== Stated task A ==
According to the text on Arthur Sabin, during which years was he Curator of the Bethnal Green Branch of the Victoria & Albert Museum?

== Text section ==

----------------------------------------

Curator Arthur Sabin (far right) shows a dignitary around a show of paintings by members of the Bethnal Green Working Men’s Art Club at the Bethnal Green Museum in the twenties
“ARTHUR SABIN was Curator of the Bethnal Green Branch of the Victoria & Albert Museum from 1922 to 1940. Through his work, the Museum began the slow process of becoming the V & A Museum of Childhood, an undertaking that was completed by Sir Roy Strong in the seventies.
Sabin was inspired by the popular Children’s Room at the V & A South Kensington and, when he observed that the Bethnal Green Museum was full of bored children, decided to make it more child friendly. He rehung paintings at child’s eye level. He also set up a classroom and employed teachers, and started to collect items relating to childhood. Through this endeavour, he came to recognise the importance of the social and cultural history of childhood.
Sabin was convinced that Art could educate and improve the lives of those who saw it. In a speech he gave in 1931 to the Bethnal Green & Shoreditch Skilled Employment Committee on ‘The Relation of Museums to Skilled Employment,’ he described the role a museum should play.
‘An Art Museum, such as we have at Bethnal Green, is concerned with many phases of life, but more than anything else with the development of craftsmanship … Let us produce boys and girls who desire with all their hearts to do something – to make something – better than anyone else can do it or make it … The museums exist to encourage this tendency, to awaken this desire.’
Through the work of Sabin and those who followed, the V & A Museum of Childhood inspired countless generations of children by showing them Art & Design. I include myself, since I remember visiting as a child and staring up in awe at a suit of Japanese Samurai armour. The same armour is now on display at South Kensington but I am at eye level with it these days!”

----------------------------------------

== Data listing ==
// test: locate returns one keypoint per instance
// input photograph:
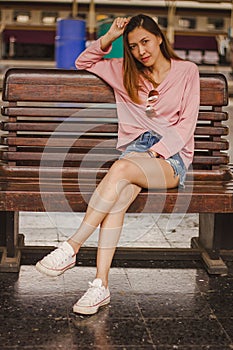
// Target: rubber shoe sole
(53, 272)
(90, 310)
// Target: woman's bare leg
(110, 232)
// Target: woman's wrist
(106, 41)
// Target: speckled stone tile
(186, 332)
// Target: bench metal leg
(215, 234)
(10, 241)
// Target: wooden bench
(59, 137)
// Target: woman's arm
(175, 137)
(95, 52)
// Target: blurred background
(56, 30)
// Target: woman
(157, 97)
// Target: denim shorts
(145, 141)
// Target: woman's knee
(120, 168)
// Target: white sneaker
(58, 261)
(96, 296)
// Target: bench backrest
(55, 117)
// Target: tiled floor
(161, 308)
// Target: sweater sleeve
(177, 136)
(92, 59)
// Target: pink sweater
(177, 106)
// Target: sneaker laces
(57, 257)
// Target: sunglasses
(151, 99)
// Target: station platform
(170, 306)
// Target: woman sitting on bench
(157, 97)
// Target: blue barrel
(69, 42)
(117, 46)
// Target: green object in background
(117, 46)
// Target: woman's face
(144, 46)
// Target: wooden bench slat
(87, 143)
(61, 85)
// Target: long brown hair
(133, 69)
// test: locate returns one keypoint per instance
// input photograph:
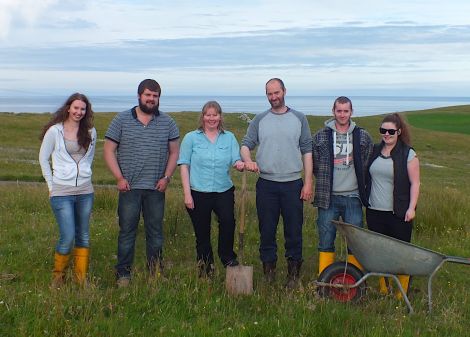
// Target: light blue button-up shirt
(209, 163)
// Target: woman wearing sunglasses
(393, 186)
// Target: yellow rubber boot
(60, 265)
(383, 287)
(80, 266)
(352, 260)
(324, 260)
(404, 281)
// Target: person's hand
(252, 166)
(239, 165)
(123, 185)
(410, 215)
(306, 192)
(162, 184)
(189, 202)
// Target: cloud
(20, 12)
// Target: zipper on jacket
(76, 163)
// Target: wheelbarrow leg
(403, 292)
(430, 284)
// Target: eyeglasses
(391, 132)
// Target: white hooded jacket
(65, 171)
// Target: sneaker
(123, 282)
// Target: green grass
(182, 304)
(450, 119)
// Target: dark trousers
(388, 224)
(222, 204)
(133, 203)
(274, 199)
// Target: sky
(376, 47)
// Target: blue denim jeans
(350, 210)
(151, 203)
(274, 199)
(72, 213)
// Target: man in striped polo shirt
(141, 149)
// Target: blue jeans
(350, 210)
(131, 203)
(72, 213)
(272, 200)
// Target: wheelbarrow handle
(457, 259)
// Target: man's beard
(147, 110)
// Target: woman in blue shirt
(206, 156)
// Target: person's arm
(250, 165)
(237, 163)
(109, 154)
(47, 147)
(307, 190)
(173, 153)
(413, 173)
(188, 198)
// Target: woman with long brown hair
(69, 140)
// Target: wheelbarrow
(380, 255)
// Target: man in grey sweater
(284, 145)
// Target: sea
(309, 105)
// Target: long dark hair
(86, 123)
(400, 124)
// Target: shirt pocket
(201, 151)
(224, 154)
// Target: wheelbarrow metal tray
(382, 254)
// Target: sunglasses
(391, 132)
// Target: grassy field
(183, 305)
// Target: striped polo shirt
(142, 151)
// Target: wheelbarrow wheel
(340, 274)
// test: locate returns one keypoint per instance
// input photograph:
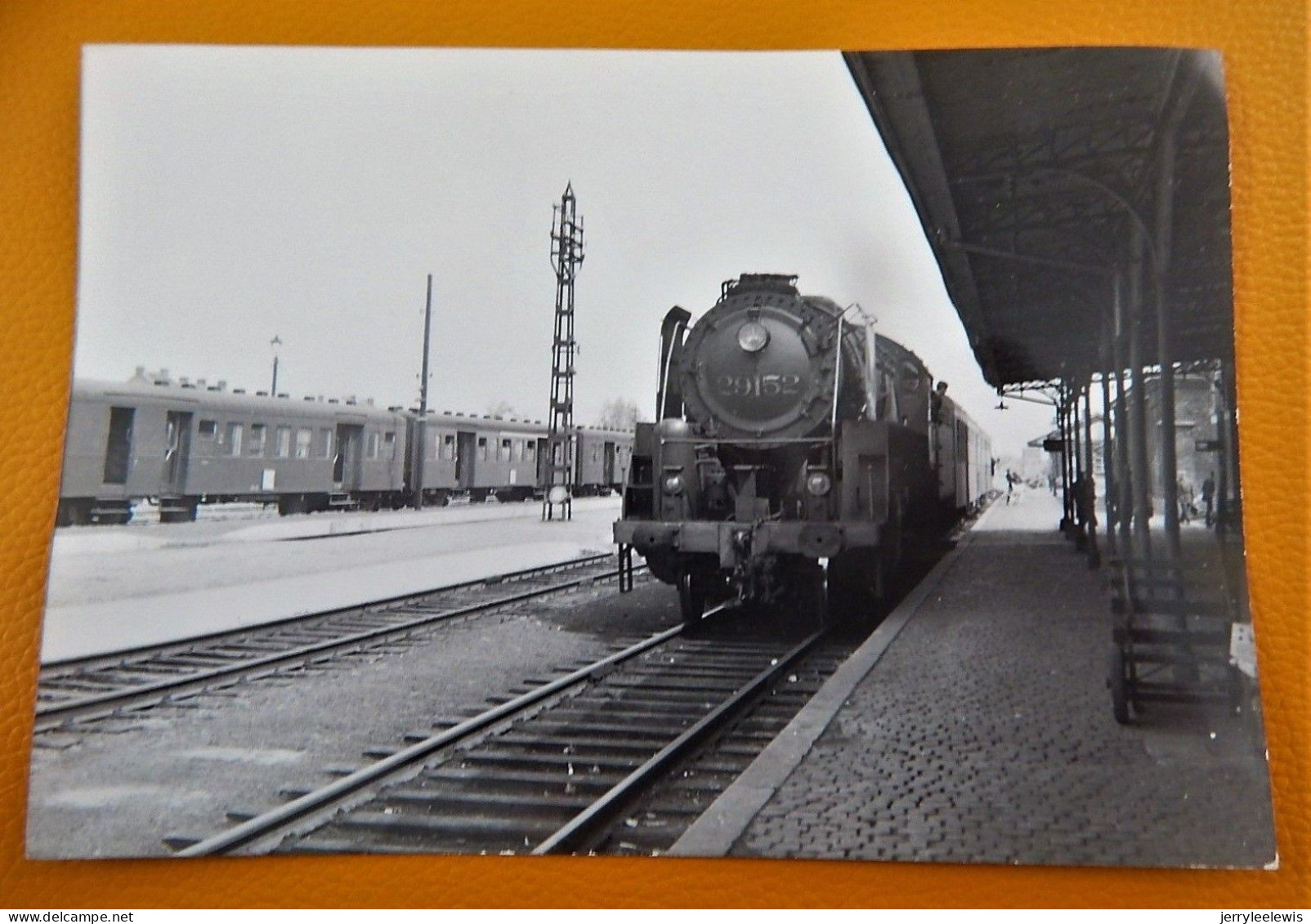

----------------------------------------

== Stated task B ==
Extract, word for word, the entries from the line that contains "object in background" through the end of the entries, including both ends. Leave the pictures out.

== Task answer A ==
1922 to 1940

== Task answer B ==
// Target: green object in background
(117, 46)
// Target: woman's face
(144, 46)
// Target: wooden bench slat
(87, 143)
(61, 85)
// Target: long brown hair
(133, 69)
// test: locate returns one keypoint per instance
// input photograph:
// Target: light blue button-up shirt
(209, 163)
// Target: woman wearing sunglasses
(393, 186)
// Target: yellow rubber boot
(60, 265)
(383, 287)
(80, 266)
(352, 260)
(324, 260)
(404, 281)
// Target: person's hand
(252, 166)
(239, 165)
(123, 185)
(410, 215)
(306, 192)
(162, 184)
(189, 202)
// Target: cloud
(20, 12)
// Target: zipper on jacket
(76, 163)
// Target: wheelbarrow leg
(403, 292)
(430, 284)
// Target: eyeglasses
(391, 132)
// Target: white hooded jacket
(65, 171)
// Target: sneaker
(123, 282)
// Target: green grass
(182, 304)
(450, 119)
// Target: dark trousers
(388, 224)
(222, 204)
(133, 203)
(274, 199)
// Target: sky
(376, 47)
// Target: blue denim jeans
(350, 210)
(151, 203)
(274, 199)
(72, 213)
// Target: man in striped polo shirt
(141, 149)
// Target: blue jeans
(350, 210)
(131, 203)
(72, 213)
(272, 200)
// Target: wheelbarrow handle
(457, 259)
// Target: man's beard
(147, 110)
// Target: woman in blue shirt
(206, 156)
// Target: person's arm
(250, 165)
(237, 163)
(109, 154)
(47, 147)
(307, 190)
(173, 153)
(413, 173)
(188, 198)
// Target: woman with long brown hair
(69, 140)
// Target: wheelbarrow
(380, 255)
// Target: man in grey sweater
(284, 145)
// Target: sea
(309, 105)
// Target: long dark hair
(86, 123)
(400, 124)
// Target: shirt pocket
(201, 151)
(224, 154)
// Target: wheelbarrow metal tray
(382, 254)
// Target: sunglasses
(391, 132)
// Target: grassy field
(183, 305)
// Target: striped polo shirt
(142, 151)
// Target: wheelbarrow wheel
(340, 274)
// test: locate returns one keypoint per instance
// input photograph:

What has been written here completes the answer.